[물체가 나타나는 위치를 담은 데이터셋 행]
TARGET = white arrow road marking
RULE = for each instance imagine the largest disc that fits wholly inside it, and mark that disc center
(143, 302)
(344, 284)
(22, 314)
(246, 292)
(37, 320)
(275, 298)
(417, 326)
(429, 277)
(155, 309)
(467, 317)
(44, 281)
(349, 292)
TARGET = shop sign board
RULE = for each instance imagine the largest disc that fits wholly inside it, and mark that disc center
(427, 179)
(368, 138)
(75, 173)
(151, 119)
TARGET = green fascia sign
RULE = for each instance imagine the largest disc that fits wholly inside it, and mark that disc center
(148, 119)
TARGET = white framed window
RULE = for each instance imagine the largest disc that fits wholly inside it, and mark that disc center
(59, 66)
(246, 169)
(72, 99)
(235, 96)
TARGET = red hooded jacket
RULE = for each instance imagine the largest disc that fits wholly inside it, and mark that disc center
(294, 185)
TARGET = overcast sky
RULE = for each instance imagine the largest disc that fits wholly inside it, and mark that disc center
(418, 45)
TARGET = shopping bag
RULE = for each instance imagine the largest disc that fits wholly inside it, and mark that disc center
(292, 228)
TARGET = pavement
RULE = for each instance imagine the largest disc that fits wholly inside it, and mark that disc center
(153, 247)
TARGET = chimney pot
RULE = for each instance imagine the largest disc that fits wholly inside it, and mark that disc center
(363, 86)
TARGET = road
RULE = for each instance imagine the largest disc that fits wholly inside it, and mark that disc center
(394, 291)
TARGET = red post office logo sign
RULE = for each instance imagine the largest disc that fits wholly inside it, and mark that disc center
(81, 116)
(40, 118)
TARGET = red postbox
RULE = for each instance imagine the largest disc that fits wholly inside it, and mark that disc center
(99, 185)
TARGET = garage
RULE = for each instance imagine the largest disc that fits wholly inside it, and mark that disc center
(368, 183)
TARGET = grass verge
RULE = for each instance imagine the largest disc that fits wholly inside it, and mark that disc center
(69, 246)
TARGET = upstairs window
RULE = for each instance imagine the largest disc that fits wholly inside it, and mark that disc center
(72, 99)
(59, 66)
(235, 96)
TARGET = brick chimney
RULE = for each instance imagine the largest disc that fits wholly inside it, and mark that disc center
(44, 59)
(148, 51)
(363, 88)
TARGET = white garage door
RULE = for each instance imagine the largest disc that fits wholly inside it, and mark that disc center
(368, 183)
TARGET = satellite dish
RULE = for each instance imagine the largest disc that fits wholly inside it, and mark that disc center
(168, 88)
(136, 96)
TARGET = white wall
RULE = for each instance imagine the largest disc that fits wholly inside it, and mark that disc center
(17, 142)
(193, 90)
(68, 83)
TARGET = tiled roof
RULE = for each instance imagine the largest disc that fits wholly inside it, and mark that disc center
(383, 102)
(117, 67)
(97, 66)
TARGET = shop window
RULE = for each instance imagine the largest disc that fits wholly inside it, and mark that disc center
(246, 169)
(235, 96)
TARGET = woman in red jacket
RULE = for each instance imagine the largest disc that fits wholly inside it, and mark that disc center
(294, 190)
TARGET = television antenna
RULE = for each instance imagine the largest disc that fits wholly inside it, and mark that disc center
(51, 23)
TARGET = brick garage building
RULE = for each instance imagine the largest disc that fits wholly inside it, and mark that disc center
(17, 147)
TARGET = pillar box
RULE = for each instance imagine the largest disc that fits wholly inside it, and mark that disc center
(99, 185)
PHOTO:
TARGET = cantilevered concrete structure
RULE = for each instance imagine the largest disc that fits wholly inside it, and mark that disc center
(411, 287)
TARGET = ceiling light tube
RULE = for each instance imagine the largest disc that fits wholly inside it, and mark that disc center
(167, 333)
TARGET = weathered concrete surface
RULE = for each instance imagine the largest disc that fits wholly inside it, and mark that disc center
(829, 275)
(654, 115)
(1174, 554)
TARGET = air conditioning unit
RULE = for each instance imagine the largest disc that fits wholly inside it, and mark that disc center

과제 내용: 위의 기록을 처음부터 끝까지 한 줄도 빼지 말고, 글자 하나 바꾸지 않은 채 그대로 옮겨 적으세요.

과제 풀이:
TARGET = white arrow road marking
RULE = for each instance imagine the largest disc that fits wholly inside it, and mark that disc center
(143, 302)
(344, 284)
(22, 314)
(246, 292)
(37, 320)
(275, 298)
(417, 326)
(429, 277)
(155, 309)
(467, 317)
(44, 281)
(349, 292)
TARGET = shop sign board
RULE = for each instance imagine the largest disc that fits wholly inside it, and mark that disc center
(427, 179)
(368, 138)
(75, 173)
(151, 119)
TARGET = green fascia sign
RULE = for each instance imagine the largest disc that fits wholly inside it, and mark that disc center
(148, 119)
TARGET = white framed window
RULE = for each instance imagine the largest disc that fits wholly inside it, and mark that disc center
(59, 66)
(246, 169)
(72, 99)
(235, 96)
TARGET = red hooded jacket
RULE = for each instance imagine the largest disc that fits wholly inside it, and mark that disc center
(294, 185)
TARGET = overcast sky
RULE = for each instance imagine the largest disc that fits wholly inside it, and mark that disc center
(418, 45)
TARGET = shopping bag
RULE = for each instance imagine the largest disc that fits wholly inside it, and mark that disc center
(292, 228)
TARGET = pavement
RULE = for each instance imagine the largest disc that fits wholly inside it, and mark that disc center
(153, 247)
TARGET = chimney pot
RULE = for each instance imagine the largest disc that fits wholly inside it, and mark that disc center
(363, 86)
TARGET = road
RULE = for each instance imagine the largest disc that fits wholly inside it, and mark that disc center
(394, 291)
TARGET = red post office logo sign
RULE = for each instance imagine the largest disc that fits wholly inside it, and mark that disc center
(81, 116)
(40, 118)
TARGET = red postbox
RULE = for each instance imagine the largest disc that fits wholly inside it, and mark that disc center
(99, 185)
TARGET = garage
RULE = for each instance imagine the largest disc that fits wholly inside it, and mark that disc center
(368, 183)
TARGET = grass verge
RULE = for each instance imagine the largest disc that fits wholly inside it, and mark that disc center
(69, 246)
TARGET = upstairs window
RULE = for each instance imagine the largest disc that fits wholly inside it, and mark that disc center
(72, 99)
(59, 66)
(235, 96)
TARGET = brick chimney
RULE = for each instance imagine the largest disc that fits wholly inside it, and mark that disc center
(44, 59)
(148, 51)
(363, 88)
TARGET = white garage door
RULE = for each instance imagine the largest disc that fits wholly inside it, and mark that disc center
(368, 183)
TARGET = satellite dish
RULE = for each instance imagine the largest disc that fits wholly inside it, and mark that disc center
(168, 88)
(136, 96)
TARGET = white wall
RULE = for each instance imagine the largest disc that fits wholly inside it, and mark that disc center
(17, 142)
(193, 90)
(68, 83)
TARGET = tiled roof
RULE = for each instance imagine the largest disc that fits wholly inside it, and mark that disc center
(383, 102)
(117, 67)
(97, 66)
TARGET = shop window
RULE = for each instance imagine the largest disc that fits wholly inside it, and mark that disc center
(246, 169)
(235, 96)
TARGET = woman in red jacket
RULE = for each instance imagine the largest disc that fits wholly inside it, and mark that disc center
(294, 190)
TARGET = television antenna
RULE = for each instance imagine the largest disc that fits wholly inside it, and mark that disc center
(51, 23)
TARGET = brick garage building
RULE = for each instance imagine the largest disc that fits wholly inside it, and mark that disc center
(17, 147)
TARGET = pillar box
RULE = for each instance imagine the largest disc that fits wholly inside it, and mark that disc center
(99, 185)
PHOTO:
TARGET = cantilevered concrete structure
RULE = for each instance imagine the largest disc that fits wholly inside it, and mark that disc center
(411, 287)
TARGET = ceiling light tube
RULE = for each instance imagine the largest disc that fits wholly inside it, and mark that disc center
(167, 333)
TARGET = weathered concrete surface
RULE = for each instance imagine the largest disc that fits wholly inside it, and mark that disc center
(829, 275)
(654, 115)
(1174, 554)
TARGET = air conditioning unit
RULE = for each instance imagine the largest disc that fits wholly inside it, and mark that disc center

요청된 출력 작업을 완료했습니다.